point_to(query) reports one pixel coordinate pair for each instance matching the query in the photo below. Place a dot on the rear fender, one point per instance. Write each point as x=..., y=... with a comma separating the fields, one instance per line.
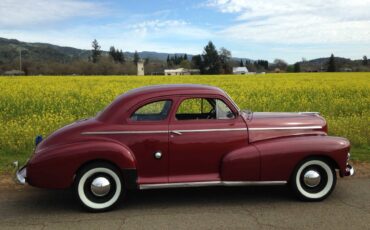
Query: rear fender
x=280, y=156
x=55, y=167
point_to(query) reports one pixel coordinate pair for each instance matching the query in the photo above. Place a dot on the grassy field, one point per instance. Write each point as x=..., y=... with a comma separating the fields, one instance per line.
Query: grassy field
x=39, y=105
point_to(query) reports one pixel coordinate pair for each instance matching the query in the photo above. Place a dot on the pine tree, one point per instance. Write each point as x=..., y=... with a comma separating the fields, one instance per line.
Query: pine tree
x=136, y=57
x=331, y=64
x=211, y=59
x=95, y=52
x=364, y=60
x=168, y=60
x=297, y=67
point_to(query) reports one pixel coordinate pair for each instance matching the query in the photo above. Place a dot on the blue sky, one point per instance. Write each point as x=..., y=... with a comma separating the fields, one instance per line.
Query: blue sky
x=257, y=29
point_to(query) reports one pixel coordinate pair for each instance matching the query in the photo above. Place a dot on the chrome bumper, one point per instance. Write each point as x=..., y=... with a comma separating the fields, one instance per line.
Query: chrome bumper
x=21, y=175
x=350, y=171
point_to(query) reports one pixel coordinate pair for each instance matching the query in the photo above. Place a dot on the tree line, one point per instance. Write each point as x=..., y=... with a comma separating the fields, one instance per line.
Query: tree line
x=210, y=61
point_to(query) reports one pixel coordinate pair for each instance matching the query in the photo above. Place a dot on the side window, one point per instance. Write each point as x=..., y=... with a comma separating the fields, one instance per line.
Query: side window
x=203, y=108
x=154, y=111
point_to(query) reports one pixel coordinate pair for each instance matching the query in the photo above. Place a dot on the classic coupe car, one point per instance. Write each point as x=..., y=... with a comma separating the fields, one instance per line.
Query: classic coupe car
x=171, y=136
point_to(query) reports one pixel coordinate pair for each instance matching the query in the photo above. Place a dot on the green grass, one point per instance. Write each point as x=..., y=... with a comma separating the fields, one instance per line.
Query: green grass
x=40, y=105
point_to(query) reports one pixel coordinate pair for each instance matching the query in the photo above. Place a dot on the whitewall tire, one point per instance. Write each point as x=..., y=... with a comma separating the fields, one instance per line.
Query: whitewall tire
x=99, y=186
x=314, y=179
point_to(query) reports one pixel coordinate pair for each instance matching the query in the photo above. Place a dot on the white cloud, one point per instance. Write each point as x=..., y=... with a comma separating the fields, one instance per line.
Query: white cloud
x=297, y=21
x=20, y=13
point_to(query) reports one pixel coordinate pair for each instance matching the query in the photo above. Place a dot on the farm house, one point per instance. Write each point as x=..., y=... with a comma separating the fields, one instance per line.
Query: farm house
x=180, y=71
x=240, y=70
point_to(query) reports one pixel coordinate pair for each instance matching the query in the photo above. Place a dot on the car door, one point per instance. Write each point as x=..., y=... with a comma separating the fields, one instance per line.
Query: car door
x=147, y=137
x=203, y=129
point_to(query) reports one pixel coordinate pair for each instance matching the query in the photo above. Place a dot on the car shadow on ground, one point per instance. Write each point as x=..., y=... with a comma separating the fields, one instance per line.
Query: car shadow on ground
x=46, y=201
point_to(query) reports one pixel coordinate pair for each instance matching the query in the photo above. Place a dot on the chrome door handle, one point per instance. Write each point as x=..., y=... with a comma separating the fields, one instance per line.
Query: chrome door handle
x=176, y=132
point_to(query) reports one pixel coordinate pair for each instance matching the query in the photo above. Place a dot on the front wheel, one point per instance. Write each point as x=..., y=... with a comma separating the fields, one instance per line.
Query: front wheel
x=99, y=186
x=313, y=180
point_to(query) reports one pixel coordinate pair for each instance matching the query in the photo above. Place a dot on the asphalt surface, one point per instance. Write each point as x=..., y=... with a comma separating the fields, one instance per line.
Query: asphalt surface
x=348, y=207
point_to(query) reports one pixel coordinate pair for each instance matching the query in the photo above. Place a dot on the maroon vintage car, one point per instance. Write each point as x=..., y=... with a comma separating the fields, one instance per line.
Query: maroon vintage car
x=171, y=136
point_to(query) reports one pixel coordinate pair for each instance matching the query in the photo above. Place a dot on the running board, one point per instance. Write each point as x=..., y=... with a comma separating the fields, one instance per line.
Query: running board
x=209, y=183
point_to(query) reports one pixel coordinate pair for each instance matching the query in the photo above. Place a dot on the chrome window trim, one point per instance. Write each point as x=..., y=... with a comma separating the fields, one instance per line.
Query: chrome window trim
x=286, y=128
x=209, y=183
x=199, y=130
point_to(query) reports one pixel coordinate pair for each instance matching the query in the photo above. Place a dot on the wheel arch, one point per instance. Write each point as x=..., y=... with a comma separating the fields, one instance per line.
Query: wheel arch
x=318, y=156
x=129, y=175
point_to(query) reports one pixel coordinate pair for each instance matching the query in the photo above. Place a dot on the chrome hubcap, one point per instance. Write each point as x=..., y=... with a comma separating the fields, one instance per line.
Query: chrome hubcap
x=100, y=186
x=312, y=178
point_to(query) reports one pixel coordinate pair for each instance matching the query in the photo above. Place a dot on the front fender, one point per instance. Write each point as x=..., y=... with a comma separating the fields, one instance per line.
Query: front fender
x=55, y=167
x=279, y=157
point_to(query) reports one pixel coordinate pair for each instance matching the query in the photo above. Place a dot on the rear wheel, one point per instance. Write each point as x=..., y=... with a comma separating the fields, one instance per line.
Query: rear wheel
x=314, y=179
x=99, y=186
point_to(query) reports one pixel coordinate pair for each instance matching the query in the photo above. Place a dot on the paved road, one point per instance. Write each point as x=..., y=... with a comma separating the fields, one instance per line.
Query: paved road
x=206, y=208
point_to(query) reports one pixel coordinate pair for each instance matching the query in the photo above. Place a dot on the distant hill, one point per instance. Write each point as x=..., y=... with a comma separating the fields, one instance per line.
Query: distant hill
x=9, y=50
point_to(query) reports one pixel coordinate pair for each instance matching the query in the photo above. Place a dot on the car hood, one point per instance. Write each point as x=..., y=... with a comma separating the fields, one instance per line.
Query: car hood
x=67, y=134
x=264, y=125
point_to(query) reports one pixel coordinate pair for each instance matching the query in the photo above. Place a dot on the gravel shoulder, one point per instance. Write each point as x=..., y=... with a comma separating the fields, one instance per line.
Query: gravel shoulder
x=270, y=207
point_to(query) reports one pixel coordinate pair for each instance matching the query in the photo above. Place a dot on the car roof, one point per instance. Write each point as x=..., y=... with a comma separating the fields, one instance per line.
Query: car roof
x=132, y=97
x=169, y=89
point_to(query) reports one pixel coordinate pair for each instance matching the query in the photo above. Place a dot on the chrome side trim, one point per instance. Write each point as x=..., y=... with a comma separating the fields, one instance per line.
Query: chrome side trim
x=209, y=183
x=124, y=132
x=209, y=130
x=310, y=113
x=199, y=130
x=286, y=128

*EXERCISE DETAILS*. Render all the material above as a two-column CSV headed input_text and expected_output, with one row per point_to call. Put the call's full wording in the first quoted field and its coordinates in the second, replacing line breaks with spaces and leaving out the pictures.

*WRITTEN REPLY*.
input_text,expected_output
"point_to(query) reports one pixel coordinate pair for each instance matching the query in the photo below. Place a dot on the rear fender, one point per instance. Write each point as x=..., y=... with a comma separating the fields, one instance per line. Query: rear fender","x=280, y=156 x=55, y=167"
"point_to(query) reports one pixel coordinate pair for each instance matching the query in the photo above. Place a dot on the grassy field, one point per instance. Write each point as x=..., y=... with a comma separating the fields, one instance per line. Query: grassy field","x=39, y=105"
"point_to(query) reports one pixel coordinate pair for each instance matching the query in the photo above. Place a dot on the pine tree, one point per instance. Write each point as x=..., y=... with a comma separating the fields, one instance per line. Query: pine tree","x=136, y=57 x=331, y=64 x=211, y=59 x=95, y=52 x=364, y=60 x=168, y=60 x=297, y=67"
"point_to(query) reports one pixel coordinate pair for each instance matching the query in the photo above. Place a dot on the blue sky, one point per instance. Write each point as x=..., y=... with a comma separating the fields, one instance per line. Query: blue sky","x=257, y=29"
"point_to(query) reports one pixel coordinate pair for each instance matching the query in the photo above. Place a dot on the chrome bumper, one point per instance. Write each point as x=..., y=... with a comma separating the fields, one instance per line. Query: chrome bumper","x=21, y=175 x=350, y=171"
"point_to(query) reports one pixel coordinate pair for each instance matching the query in the photo above. Place a dot on the tree line, one point per instance. Write each point as x=..., y=... with a comma separating the fields, one instance per line. Query: tree line","x=210, y=61"
"point_to(query) reports one pixel coordinate pair for each instance matching the query in the photo above. Place a dot on the side window, one point per instance. Write each point as x=..., y=... with a comma separating the fields, one instance per line. Query: side window","x=203, y=108 x=154, y=111"
"point_to(query) reports one pixel coordinate pair for each instance matching the query in the photo above. Place a dot on the classic coupe car, one point per instance. Write each point as x=..., y=... with a comma separating the fields, one instance per line. Query: classic coupe car","x=171, y=136"
"point_to(query) reports one pixel coordinate pair for each instance matching the query in the photo above. Place a dot on the green grass, one point per instance. Write each point as x=..., y=... with a comma separating the fields, one instance per line. Query: green grass","x=40, y=105"
"point_to(query) reports one pixel coordinate pair for each instance matching the query in the photo above. Place a dot on the whitewall tire, one point per instance. Write each point as x=..., y=... with a comma separating the fields, one instance per line. Query: whitewall tire","x=99, y=186 x=314, y=179"
"point_to(query) reports one pixel coordinate pair for each instance matching the query in the photo above. Place a dot on the white cloud, one point per instance. Write each point as x=..., y=... with a comma separating the fields, one instance per line. Query: white cloud","x=297, y=21 x=20, y=13"
"point_to(query) reports one pixel coordinate pair for each instance matching the query in the photo above. Place a dot on the farm house, one point per instance. Write each point as x=..., y=... with a comma separating the fields, one instance per line. Query: farm house","x=180, y=71 x=240, y=70"
"point_to(query) reports one pixel coordinate pair for each instance matching the query in the photo above. Place a dot on the car door, one point per instance. Write each point as x=..., y=... with a comma separating the fields, one instance per line. Query: car door","x=147, y=137 x=203, y=129"
"point_to(query) reports one pixel coordinate pair for each instance matching the query in the photo above. Place a dot on the car shadow on ground, one point per instance. Write each point as x=..., y=... with a comma separating the fields, one instance per line. Query: car shadow on ground","x=46, y=201"
"point_to(query) reports one pixel coordinate pair for each instance matching the query in the photo above. Place a dot on the chrome door handle, one point per instance. Write each point as x=..., y=... with a comma separating the fields, one instance per line. Query: chrome door handle","x=176, y=132"
"point_to(query) reports one pixel coordinate pair for each instance matching the query in the photo above. Place a dot on the front wheel, one point per instance. Write each point as x=..., y=... with a comma separating the fields, one instance per line. Query: front wheel","x=99, y=186 x=313, y=180"
"point_to(query) reports one pixel coordinate pair for each instance matching the query in the photo above. Place a dot on the asphalt surface, one point per instance. Write each point as x=..., y=... with a comma separating the fields, one instance per line. Query: asphalt surface","x=348, y=207"
"point_to(query) reports one pixel coordinate pair for each instance matching the query in the photo above. Place a dot on the maroon vintage car, one point per instance. Write each point as x=..., y=... with a comma separating the fields, one instance per line. Query: maroon vintage car","x=171, y=136"
"point_to(query) reports one pixel coordinate pair for each instance matching the query in the photo above. Place a dot on the running board, one point per instance. Write each point as x=..., y=... with a comma separating the fields, one instance per line. Query: running board","x=209, y=183"
"point_to(query) reports one pixel coordinate pair for each instance matching the query in the photo above. Place a dot on the chrome window trim, one point per instance. Write each point as x=..., y=... with a comma separating the fields, one instance per line. Query: chrome window trim","x=286, y=128 x=209, y=183 x=199, y=130"
"point_to(query) reports one pixel coordinate pair for each instance matching the query in the photo above. Place a dot on the wheel arch, one point per instance. Write each point as x=..., y=... with a comma separating the fields, one instance per line. Query: wheel arch","x=318, y=156 x=129, y=175"
"point_to(query) reports one pixel coordinate pair for each instance matching the query in the photo above. Place a dot on the chrome hubcap, one point per instance. Write each point as x=..., y=... with a comma separating the fields, one instance per line. Query: chrome hubcap","x=100, y=186 x=312, y=178"
"point_to(query) reports one pixel coordinate pair for each instance matching the query in the photo above. Place a dot on the front fender, one point per instance. Write each point as x=..., y=... with a comma separating the fields, one instance per line. Query: front fender","x=55, y=167 x=279, y=157"
"point_to(query) reports one pixel coordinate pair for each instance matching the query in the photo above. Place a dot on the rear wheel, one point per instance. Write each point as x=..., y=... with a comma separating the fields, one instance per line. Query: rear wheel","x=314, y=179 x=99, y=186"
"point_to(query) reports one pixel coordinate pair for each instance matching the query in the photo above. Place a dot on the paved road, one point per instance. Write each point as x=..., y=... with a comma separating the fields, one instance per line. Query: paved road","x=206, y=208"
"point_to(query) reports one pixel coordinate pair for each instance matching the query in the photo above. Place a dot on the distant hill, one point per instance. Write each point as x=..., y=... with a comma separating the fields, one instance per line. Query: distant hill","x=9, y=50"
"point_to(query) reports one pixel coordinate pair for each instance matching the query in the photo above. Place a dot on the car hood, one point per instance. Write each point as x=..., y=... with a comma separating the fields, one instance per line. Query: car hood","x=67, y=134 x=264, y=125"
"point_to(query) reports one pixel coordinate pair for each instance matching the query in the photo above. Place a dot on the gravel shoulder, one point per instance. Write each point as x=..., y=... with a comma separating the fields, one instance per line. Query: gravel shoulder","x=270, y=207"
"point_to(query) reports one pixel coordinate pair for each instance matching the query in the photo above. Place a dot on the car roof, one point per instance. Write each point as x=..., y=... with a comma separating the fields, one instance per line. Query: car roof","x=132, y=97 x=169, y=89"
"point_to(query) reports one pixel coordinate pair for each instance matching the query in the photo above. Place a dot on the chrome side trim, one point per instance. Write each point as x=..., y=... with a comma separating the fields, one instance per line. Query: chrome side trim","x=209, y=183 x=124, y=132 x=209, y=130 x=310, y=113 x=199, y=130 x=286, y=128"